Each entry below must appear in the answer exactly as written.
[Dataset]
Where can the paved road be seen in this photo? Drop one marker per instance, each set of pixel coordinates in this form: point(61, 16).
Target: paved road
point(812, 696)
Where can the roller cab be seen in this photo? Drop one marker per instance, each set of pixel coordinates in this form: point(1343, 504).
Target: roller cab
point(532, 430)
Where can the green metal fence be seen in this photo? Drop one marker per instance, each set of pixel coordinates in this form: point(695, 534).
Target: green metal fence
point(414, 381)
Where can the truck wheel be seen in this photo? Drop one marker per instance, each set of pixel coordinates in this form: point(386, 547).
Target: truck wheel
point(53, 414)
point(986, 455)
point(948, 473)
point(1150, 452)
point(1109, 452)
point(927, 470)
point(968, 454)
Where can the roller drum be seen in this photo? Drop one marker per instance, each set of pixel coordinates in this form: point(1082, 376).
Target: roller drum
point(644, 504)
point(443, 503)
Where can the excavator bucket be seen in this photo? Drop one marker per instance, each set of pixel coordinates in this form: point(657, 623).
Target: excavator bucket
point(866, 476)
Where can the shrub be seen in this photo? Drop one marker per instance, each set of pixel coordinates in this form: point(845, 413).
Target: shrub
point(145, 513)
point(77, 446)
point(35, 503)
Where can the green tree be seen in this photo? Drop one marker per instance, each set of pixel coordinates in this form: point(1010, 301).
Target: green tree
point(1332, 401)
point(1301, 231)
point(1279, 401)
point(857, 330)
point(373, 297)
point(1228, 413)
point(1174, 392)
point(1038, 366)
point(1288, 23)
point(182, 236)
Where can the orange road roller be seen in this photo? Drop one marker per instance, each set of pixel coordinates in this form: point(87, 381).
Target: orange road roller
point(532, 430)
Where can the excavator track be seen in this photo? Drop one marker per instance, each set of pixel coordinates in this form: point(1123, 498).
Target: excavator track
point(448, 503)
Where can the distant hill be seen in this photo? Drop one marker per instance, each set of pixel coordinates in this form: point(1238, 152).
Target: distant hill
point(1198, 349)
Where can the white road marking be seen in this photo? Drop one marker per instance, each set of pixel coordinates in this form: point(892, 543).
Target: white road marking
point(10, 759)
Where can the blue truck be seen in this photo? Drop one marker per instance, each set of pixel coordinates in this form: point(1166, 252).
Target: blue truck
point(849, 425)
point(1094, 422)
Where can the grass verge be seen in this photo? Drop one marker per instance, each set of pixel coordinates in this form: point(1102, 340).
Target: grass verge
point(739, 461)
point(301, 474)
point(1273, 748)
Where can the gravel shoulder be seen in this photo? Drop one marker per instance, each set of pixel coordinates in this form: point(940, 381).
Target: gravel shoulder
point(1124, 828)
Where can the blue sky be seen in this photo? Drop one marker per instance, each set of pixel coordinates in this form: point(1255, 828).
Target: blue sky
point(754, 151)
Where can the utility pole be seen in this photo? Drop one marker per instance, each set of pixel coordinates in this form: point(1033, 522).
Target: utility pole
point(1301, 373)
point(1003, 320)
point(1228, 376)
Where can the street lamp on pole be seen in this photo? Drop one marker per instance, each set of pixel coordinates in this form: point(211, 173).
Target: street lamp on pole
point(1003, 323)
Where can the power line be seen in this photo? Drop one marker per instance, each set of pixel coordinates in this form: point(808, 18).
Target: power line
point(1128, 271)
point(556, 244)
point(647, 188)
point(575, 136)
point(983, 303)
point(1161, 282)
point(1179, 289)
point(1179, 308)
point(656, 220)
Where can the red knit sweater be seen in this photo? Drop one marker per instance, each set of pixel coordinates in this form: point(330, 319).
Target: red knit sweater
[/Dataset]
# Task response
Where can the paved road be seen in this photo? Drop one marker per instance, each set of pixel coordinates in this form: point(61, 16).
Target: paved road
point(812, 696)
Where can the roller cab be seen in this photo? Drop one marker per instance, each set of pixel coordinates in this form: point(1343, 504).
Target: roller cab
point(532, 430)
Where can the green metal fence be seen in this photo? Drop one marker per instance, each set of pixel coordinates in this form: point(695, 534).
Target: green metal fence
point(414, 381)
Where can the truck wheel be seen in this photo? Drop one marker per instance, each set of pixel coordinates in this form: point(386, 547).
Target: truck wheel
point(53, 414)
point(986, 455)
point(948, 473)
point(1150, 452)
point(1109, 452)
point(927, 470)
point(968, 454)
Where can the roller drum be seen in this photo? Drop one marker per instance, each set of pixel coordinates in this form: point(1082, 376).
Target: roller drum
point(644, 504)
point(443, 503)
Where can the excavator bucket be seen in this photo? Drop one marker per instance, each set of pixel coordinates in this form: point(657, 623).
Target: excavator bucket
point(866, 476)
Where can the shrub be seen in this photo? Drop one marker per instance, each set of pixel coordinates in this form: point(845, 413).
Target: shrub
point(145, 513)
point(77, 446)
point(35, 503)
Where can the green tree be seen in this photo? Drop one marker per instance, each set of pixel coordinates in this form: point(1010, 301).
Target: green tree
point(1332, 401)
point(1301, 231)
point(1279, 401)
point(857, 330)
point(373, 297)
point(1228, 413)
point(1174, 392)
point(1038, 366)
point(1288, 23)
point(182, 236)
Where can the orange road roller be seen in this photo? Drop one marker per instance, each set of pixel coordinates in this form: point(87, 381).
Target: orange road roller
point(532, 430)
Where can the excavator track be seen in this photo? Drop one marker per instance, each set of pixel coordinates in this form: point(1123, 498).
Target: excavator track
point(448, 503)
Where can the distant hill be seen in this photo? Drop one marker per instance, each set of pixel coordinates in this form: point(1238, 152).
Target: distant hill
point(1198, 349)
Where can the white road marking be seen in this photo? Drop one marker per instance, each set of pixel coordinates in this form: point(892, 543).
Target: white road marking
point(10, 759)
Where can the blue truck be seen in this photo? Drop one marker per instance, each set of pixel coordinates in this form: point(1166, 252).
Target: blue truck
point(849, 425)
point(1094, 422)
Where can the grass verge be seen in this photo? Drop one marker per instance, each set of pixel coordinates in this form: point(1102, 340).
Target: grass verge
point(739, 461)
point(301, 474)
point(1273, 748)
Where can the gravel shoulder be seen in this photo? Drop one marker per instance, each set of pixel coordinates in this form: point(940, 381).
Target: gravel shoulder
point(1124, 828)
Where can the blue sky be seen in this photo? Drop one marker per instance, each set of pixel coordinates in this form: point(1255, 828).
Target: blue sky
point(754, 151)
Where can the utility pole be seen in this photo? Drop one marker per instance, each set of pixel coordinates in this form: point(1033, 522).
Target: utility pole
point(1301, 373)
point(1003, 320)
point(1228, 376)
Where can the street lamp on pole be seen in this photo? Drop one marker per instance, each set of pixel coordinates in this form: point(211, 173).
Target: street lamp on pole
point(1003, 323)
Where can the power line be seen in this photo? Drop one marker per instance, each set of pixel coordinates in this form: point(808, 18).
Target: power line
point(1128, 271)
point(556, 244)
point(647, 188)
point(575, 136)
point(983, 303)
point(1161, 282)
point(1179, 289)
point(1179, 308)
point(656, 220)
Where can the red knit sweater be seen in this photo? Drop one marker per instance, each set of pixel coordinates in this form: point(330, 319).
Target: red knit sweater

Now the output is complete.